**Problem to work on:** Copy out all the records below, putting "Mark each occurrence of" in place of "Pin every instance of" wherever it occurs and leaving everything else unchanged.

**Entries supplied:**
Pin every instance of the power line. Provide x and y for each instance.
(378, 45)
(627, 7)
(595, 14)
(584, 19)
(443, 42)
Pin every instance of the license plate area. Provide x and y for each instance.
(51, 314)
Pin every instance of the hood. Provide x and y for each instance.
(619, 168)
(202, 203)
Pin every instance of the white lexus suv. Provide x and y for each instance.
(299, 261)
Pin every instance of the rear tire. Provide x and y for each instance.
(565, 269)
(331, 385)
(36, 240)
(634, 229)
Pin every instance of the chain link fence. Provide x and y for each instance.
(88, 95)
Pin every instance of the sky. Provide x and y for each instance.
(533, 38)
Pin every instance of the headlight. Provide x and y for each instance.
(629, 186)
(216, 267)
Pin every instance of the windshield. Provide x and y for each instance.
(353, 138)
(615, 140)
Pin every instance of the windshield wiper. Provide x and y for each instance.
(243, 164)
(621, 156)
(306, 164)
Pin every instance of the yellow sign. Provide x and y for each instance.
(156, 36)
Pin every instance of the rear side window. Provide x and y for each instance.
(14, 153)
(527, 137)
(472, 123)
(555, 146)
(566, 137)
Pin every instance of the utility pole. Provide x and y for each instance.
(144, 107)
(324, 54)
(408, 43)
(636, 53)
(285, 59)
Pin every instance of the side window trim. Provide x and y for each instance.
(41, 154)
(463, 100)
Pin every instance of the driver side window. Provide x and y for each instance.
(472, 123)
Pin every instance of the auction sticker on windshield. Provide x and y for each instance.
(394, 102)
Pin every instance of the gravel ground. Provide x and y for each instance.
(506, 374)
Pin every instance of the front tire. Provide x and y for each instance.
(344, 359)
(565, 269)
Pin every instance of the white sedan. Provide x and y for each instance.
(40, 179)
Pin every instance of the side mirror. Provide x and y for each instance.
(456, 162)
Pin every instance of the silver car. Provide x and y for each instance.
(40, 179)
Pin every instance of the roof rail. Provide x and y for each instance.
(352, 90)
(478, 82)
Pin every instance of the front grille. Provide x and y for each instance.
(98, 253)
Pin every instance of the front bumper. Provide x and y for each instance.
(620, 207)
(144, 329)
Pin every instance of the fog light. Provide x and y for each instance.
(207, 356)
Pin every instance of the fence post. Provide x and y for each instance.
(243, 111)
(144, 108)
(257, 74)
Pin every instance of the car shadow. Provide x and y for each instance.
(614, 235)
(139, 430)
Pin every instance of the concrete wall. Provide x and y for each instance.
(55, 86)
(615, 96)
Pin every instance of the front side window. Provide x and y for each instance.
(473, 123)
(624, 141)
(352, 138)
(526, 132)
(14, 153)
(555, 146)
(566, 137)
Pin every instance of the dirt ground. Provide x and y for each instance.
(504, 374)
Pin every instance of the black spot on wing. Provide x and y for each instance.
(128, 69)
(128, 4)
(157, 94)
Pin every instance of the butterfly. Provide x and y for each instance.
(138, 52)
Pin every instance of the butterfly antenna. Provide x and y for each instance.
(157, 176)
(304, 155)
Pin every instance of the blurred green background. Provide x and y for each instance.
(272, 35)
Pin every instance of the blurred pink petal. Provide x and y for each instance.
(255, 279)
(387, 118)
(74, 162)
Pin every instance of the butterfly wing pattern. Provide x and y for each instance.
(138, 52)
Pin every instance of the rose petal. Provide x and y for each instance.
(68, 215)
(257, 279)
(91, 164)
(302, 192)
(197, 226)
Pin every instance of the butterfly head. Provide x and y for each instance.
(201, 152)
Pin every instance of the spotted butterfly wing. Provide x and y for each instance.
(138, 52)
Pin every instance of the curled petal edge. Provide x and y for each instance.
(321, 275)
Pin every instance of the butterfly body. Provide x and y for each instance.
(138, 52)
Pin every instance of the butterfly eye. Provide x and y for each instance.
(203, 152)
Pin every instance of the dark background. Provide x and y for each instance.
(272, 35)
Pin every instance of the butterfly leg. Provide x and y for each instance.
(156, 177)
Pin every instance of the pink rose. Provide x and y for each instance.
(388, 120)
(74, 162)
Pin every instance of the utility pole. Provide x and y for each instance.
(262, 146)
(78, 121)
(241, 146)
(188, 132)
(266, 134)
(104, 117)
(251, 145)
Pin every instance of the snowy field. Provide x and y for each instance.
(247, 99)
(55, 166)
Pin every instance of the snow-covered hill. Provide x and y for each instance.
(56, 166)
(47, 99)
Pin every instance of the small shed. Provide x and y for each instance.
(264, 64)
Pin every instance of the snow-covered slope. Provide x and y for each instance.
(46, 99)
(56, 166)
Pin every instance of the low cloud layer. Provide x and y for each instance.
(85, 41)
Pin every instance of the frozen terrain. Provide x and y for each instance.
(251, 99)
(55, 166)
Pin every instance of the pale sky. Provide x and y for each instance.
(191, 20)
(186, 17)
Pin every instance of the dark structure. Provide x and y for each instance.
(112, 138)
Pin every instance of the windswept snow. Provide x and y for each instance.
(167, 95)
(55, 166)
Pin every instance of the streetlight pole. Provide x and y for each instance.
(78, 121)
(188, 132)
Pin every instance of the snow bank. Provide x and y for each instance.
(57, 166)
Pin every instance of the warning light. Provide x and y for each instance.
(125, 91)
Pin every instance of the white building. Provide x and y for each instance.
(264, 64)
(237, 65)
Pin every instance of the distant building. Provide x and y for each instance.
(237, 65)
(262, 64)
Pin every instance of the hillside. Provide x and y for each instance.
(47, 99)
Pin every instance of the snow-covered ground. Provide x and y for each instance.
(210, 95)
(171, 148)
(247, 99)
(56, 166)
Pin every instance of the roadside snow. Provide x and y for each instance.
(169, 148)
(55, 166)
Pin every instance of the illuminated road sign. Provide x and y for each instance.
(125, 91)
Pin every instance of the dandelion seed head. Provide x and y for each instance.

**Written solution:**
Mark each occurrence of the power line. Provide x and y for each instance.
(378, 45)
(627, 7)
(595, 14)
(584, 19)
(443, 42)
Mark each occurrence of the license plate area. Provide x and y for each instance.
(51, 314)
Mark each occurrence of the hood. Provide x and y for each instance.
(619, 168)
(202, 203)
Mark each occurrence of the white lexus suv. Provide x and y for each instance.
(299, 261)
Mark each occurrence of the rear tire. Provide x and y for each instance.
(565, 269)
(331, 385)
(36, 240)
(634, 229)
Mark each occurrence of the chain link fence. Provide x and y for each instance.
(88, 95)
Mark each occurrence of the sky. Provide x and y for each instance.
(533, 38)
Mark each occurrence of the headlight. Provide x and y for each instance.
(629, 186)
(216, 267)
Mark each occurrence of the windshield. Provide x and y for each instance.
(353, 138)
(615, 140)
Mark each occurrence of the windshield wiper. Provide x and y for each instance.
(243, 164)
(621, 156)
(306, 164)
Mark each occurrence of the yellow sign. Provide x and y for each instance.
(156, 36)
Mark each occurrence of the rear side window. Provide x and y for each instance.
(14, 153)
(527, 137)
(472, 123)
(555, 146)
(566, 137)
Mark each occurrence of the utility pole. Provide x and y for each instance.
(144, 107)
(324, 54)
(408, 43)
(636, 53)
(285, 59)
Mark each occurrence of the side window trim. Provide x and y for each instance.
(41, 154)
(463, 100)
Mark each occurrence of the driver side window. Provide x and y for each instance.
(472, 123)
Mark each occurrence of the auction sticker on windshield. Provide x and y for each instance.
(394, 102)
Mark each occurrence of the gravel ground. Provide x and y for each instance.
(506, 374)
Mark each occurrence of the front tire. Provide x and y for each instance.
(344, 359)
(565, 269)
Mark each occurrence of the white sedan. Provide x and y for each instance.
(40, 179)
Mark each occurrence of the side mirror. Provide x and y for each instance.
(456, 162)
Mark each occurrence of the silver car. Provide x and y for each instance.
(40, 179)
Mark each occurrence of the roof rail. Provide x and y for each instance.
(352, 90)
(478, 82)
Mark each occurrence of the front grille. Provide x and y for each instance.
(98, 253)
Mark each occurrence of the front bumper. Provide x and y for each instance.
(620, 207)
(144, 329)
Mark each occurrence of the fog light. Provide x and y for each instance.
(207, 356)
Mark each occurrence of the fence post. Provide x and y for each instance.
(243, 111)
(144, 108)
(257, 74)
Mark each occurrence of the car shadow. Provide x and y for each instance.
(614, 235)
(139, 430)
Mark each occurrence of the concrete wall. Provide x and y for each instance.
(55, 86)
(615, 96)
Mark each occurrence of the front side window. Provide x and y for each instance.
(473, 123)
(624, 141)
(352, 138)
(526, 132)
(14, 153)
(555, 146)
(566, 137)
Mark each occurrence of the dirt ground. Provide x and y for each instance.
(504, 374)
Mark each occurrence of the black spot on wing. Provide x and y for each instance.
(128, 69)
(128, 4)
(157, 94)
Mark each occurrence of the butterfly. Provide x and y for each instance.
(138, 52)
Mark each occurrence of the butterfly antenna. Provide x and y for each instance.
(157, 176)
(304, 155)
Mark each occurrence of the blurred green background. Provide x and y for each instance.
(272, 35)
Mark each occurrence of the blurred pink petal. Provide x and y for each instance.
(255, 279)
(387, 118)
(74, 162)
Mark each occurrence of the butterfly wing pattern. Provide x and y for each instance.
(138, 52)
Mark each occurrence of the rose petal. Provide x and y for each instance.
(68, 215)
(257, 279)
(91, 164)
(302, 192)
(197, 226)
Mark each occurrence of the butterfly head. Provide x and y for each instance.
(201, 152)
Mark each occurrence of the spotted butterfly wing. Provide x and y for each instance.
(138, 52)
Mark each occurrence of the curled petal edge. Provide x and y for each instance.
(321, 275)
Mark each occurrence of the butterfly body. Provide x and y for each instance.
(138, 52)
Mark each occurrence of the butterfly eye. Provide x and y for each instance.
(203, 152)
Mark each occurrence of the dark background. Provide x and y for each instance.
(272, 35)
Mark each occurrence of the butterfly leg. Provide x and y for each instance.
(156, 177)
Mark each occurrence of the pink rose. Provide x and y for each instance.
(388, 120)
(74, 162)
Mark each occurrence of the utility pole. Provide x and y for each instance.
(262, 146)
(78, 121)
(241, 146)
(188, 132)
(266, 134)
(104, 117)
(251, 145)
Mark each occurrence of the snowy field. Provide x and y for each instance.
(247, 99)
(55, 166)
Mark each occurrence of the snow-covered hill. Provide x and y for each instance.
(56, 166)
(47, 99)
Mark each occurrence of the small shed. Provide x and y for each instance.
(264, 64)
Mark each occurrence of the snow-covered slope. Provide x and y for each instance.
(46, 99)
(56, 166)
Mark each occurrence of the low cloud layer. Provide x and y for each instance.
(85, 41)
Mark each occurrence of the frozen terrain. Provide x and y for each instance.
(251, 99)
(55, 166)
Mark each occurrence of the pale sky. Provide x and y for each instance.
(191, 20)
(186, 17)
Mark each occurrence of the dark structure. Provide x and y for each instance.
(112, 138)
Mark each occurrence of the windswept snow. Provide x and y for each instance.
(167, 95)
(55, 166)
Mark each occurrence of the streetlight pole. Provide x and y for each instance.
(78, 121)
(188, 132)
Mark each occurrence of the snow bank. Provide x and y for each instance.
(57, 166)
Mark each occurrence of the warning light. Provide x and y for each instance.
(125, 91)
Mark each occurrence of the white building. Provide x and y for each instance.
(264, 64)
(237, 65)
Mark each occurrence of the distant building. Provide x and y for each instance.
(237, 65)
(262, 64)
Mark each occurrence of the hillside. Provide x and y for each instance.
(47, 99)
Mark each occurrence of the snow-covered ground. Provide x and y for each instance.
(210, 95)
(171, 148)
(247, 99)
(56, 166)
Mark each occurrence of the roadside snow. Provide x and y for each instance.
(169, 148)
(55, 166)
Mark each occurrence of the illuminated road sign. Provide x and y for each instance.
(125, 91)
Mark each occurrence of the dandelion seed head. Provide x and y for each instance.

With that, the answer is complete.